**SOURCE EXTRACT:**
The independent report by Pacer Legal, which was commissioned by local residents including Grass Patch farmer Dan Sanderson, will be tabled in parliament on Thursday.

Findings include requests for water bombers in the early stages of the blaze not being met and a recommendation the Department of Fire and Emergency Services lose control of the Emergency Services Levy.

Mr Barnett said a previous report by former Victorian and South Australian Country Fire Service chief Euan Ferguson, which mainly focused on January’s deadly Yarloop-Waroona bushfires, noted a potential conflict of interest with DFES allocating the money from the levy.

“Therefore does it favour itself? I don’t believe it necessarily does but I think there probably does need to be a level of independence in that,” the premier told ABC radio.

He said the state government would consider the new report and had been committing more funds towards firefighting, particularly prescribed burning.

But with very severe fires like the one that killed four people in the Esperance region 12 months ago, “probably nothing much can stop it”, he said. “High temperatures, high wind, the crops were going to the harvest stage and it just raced across those crops. So yep, it got out of control but in 100 knot winds. Nothing can stop that – nothing.”

While some members of the community with respiratory illnesses had suffered from burn-offs, they had to be done thoroughly prior to the bushfire season, he said, while Esperance was better prepared this year with two aircraft already on stand-by at the airport.

“Some people might say that’s too late but there were a lot fires burning on that day – there were about 30 fires along the southwest – so there’s a limit to how many machines, equipment, water bombers that can be in different places at one time,” he said.

“And that’s why we all pay a higher Emergency Services Levy, so we can have more equipment and get it there quicker.”

Those killed in the 300,000 hectare fire were Scaddan farmer Kym Curnow, 45, who saved several people from driving into the inferno, Norwegian national Anna Sashohova Winther, 29, British man Thomas Leslie Butcher, 31, and German woman Julia Kohrs-Lichte, 19.

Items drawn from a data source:
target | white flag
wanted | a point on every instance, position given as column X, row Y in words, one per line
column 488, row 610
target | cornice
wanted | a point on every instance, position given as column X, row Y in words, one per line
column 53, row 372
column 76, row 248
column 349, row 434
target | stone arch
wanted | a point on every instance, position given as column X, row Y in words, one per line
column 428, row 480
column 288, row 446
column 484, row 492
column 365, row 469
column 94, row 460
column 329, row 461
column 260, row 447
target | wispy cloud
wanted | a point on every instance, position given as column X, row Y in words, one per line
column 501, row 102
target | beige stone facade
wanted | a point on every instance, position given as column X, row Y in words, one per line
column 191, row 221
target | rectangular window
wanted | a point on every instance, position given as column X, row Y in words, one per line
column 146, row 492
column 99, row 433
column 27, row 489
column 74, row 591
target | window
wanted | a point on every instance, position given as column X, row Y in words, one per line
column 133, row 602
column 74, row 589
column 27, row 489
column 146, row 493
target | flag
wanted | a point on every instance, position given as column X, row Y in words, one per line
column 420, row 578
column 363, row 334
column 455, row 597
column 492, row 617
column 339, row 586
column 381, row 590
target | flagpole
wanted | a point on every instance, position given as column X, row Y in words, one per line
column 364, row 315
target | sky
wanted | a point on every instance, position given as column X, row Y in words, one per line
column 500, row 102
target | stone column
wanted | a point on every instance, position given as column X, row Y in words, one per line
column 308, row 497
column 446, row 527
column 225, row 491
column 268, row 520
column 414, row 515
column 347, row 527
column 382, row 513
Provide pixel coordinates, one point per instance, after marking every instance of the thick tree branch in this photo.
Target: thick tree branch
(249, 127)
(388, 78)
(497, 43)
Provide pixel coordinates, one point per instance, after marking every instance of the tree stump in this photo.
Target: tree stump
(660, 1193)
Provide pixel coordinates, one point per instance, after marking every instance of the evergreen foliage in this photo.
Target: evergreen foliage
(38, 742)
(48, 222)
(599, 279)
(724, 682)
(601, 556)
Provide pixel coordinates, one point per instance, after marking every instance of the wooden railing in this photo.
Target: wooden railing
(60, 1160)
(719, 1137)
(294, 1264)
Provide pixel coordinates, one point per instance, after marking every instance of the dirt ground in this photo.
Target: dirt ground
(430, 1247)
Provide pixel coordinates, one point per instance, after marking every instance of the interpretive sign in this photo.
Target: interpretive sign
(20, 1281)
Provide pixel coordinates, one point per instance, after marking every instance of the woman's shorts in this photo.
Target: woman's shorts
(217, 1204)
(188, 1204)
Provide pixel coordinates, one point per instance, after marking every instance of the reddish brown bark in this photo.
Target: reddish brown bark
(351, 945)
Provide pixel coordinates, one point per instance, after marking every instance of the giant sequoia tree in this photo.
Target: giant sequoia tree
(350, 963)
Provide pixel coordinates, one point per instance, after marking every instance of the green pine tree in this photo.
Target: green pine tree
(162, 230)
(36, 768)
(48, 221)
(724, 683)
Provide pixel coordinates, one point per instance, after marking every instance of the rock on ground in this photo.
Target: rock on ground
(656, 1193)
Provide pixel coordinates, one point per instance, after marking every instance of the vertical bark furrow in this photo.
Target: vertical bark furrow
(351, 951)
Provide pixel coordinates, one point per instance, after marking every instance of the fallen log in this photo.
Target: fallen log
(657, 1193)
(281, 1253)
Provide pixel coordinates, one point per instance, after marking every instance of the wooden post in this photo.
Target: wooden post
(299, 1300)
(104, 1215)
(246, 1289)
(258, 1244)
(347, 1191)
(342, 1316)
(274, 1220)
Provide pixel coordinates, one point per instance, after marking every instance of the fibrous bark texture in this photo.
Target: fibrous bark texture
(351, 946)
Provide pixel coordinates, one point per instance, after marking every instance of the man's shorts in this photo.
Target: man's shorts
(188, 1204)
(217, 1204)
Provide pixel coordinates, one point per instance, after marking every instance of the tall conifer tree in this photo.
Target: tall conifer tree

**STATED EXERCISE 1:** Reproduce the Esperance bushfire excerpt from "Findings include requests" up to and including "from the levy.".
**STATED EXERCISE 2:** List the full names of everyone the Esperance bushfire excerpt identifies as killed in the fire.
**STATED EXERCISE 3:** According to the Esperance bushfire excerpt, how many aircraft are already on stand-by at the Esperance airport this year?
The rows are separate material that is unrelated to the Esperance bushfire excerpt.

**SOLUTION 1:**
Findings include requests for water bombers in the early stages of the blaze not being met and a recommendation the Department of Fire and Emergency Services lose control of the Emergency Services Levy.

Mr Barnett said a previous report by former Victorian and South Australian Country Fire Service chief Euan Ferguson, which mainly focused on January’s deadly Yarloop-Waroona bushfires, noted a potential conflict of interest with DFES allocating the money from the levy.

**SOLUTION 2:** Kym Curnow, Anna Sashohova Winther, Thomas Leslie Butcher, Julia Kohrs-Lichte

**SOLUTION 3:** Two aircraft.